To be done. Rewrite the listing, starting with the line that contains "of the feather" and going on through the line that contains "column 144, row 138", as a two-column CSV headed prompt_text and marked_point. Give one row that pairs each text with the answer after it, with every field quoted and any line breaks turned into spaces.
:::::
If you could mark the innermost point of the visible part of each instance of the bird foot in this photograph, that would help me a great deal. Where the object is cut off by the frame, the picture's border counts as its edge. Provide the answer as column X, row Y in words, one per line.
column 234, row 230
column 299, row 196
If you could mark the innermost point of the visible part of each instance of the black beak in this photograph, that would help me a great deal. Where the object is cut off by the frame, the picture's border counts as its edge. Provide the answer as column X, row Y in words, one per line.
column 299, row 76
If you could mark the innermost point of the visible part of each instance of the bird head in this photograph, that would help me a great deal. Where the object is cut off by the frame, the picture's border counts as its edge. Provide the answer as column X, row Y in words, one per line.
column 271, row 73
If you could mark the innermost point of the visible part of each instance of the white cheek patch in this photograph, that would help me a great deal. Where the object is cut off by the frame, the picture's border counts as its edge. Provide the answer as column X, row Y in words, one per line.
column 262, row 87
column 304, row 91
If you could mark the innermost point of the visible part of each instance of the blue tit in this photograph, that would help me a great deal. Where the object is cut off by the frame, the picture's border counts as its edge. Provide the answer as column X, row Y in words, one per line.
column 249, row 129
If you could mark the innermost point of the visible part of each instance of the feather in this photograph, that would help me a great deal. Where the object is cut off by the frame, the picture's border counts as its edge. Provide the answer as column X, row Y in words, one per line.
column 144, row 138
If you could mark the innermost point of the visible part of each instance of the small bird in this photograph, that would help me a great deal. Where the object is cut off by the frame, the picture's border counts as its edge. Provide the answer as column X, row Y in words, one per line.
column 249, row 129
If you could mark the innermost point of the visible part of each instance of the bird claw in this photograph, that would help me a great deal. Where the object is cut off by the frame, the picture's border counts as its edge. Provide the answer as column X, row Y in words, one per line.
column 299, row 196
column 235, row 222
:::::
Solution for this exercise.
prompt_text,marked_point
"If you could mark the innermost point of the visible part of each instance of the feather in this photograph, that would help me a great deal. Where the object is cut off by the frame, the picture's border counts as its edge. Provide the answer as column X, row Y in words, one per line.","column 144, row 138"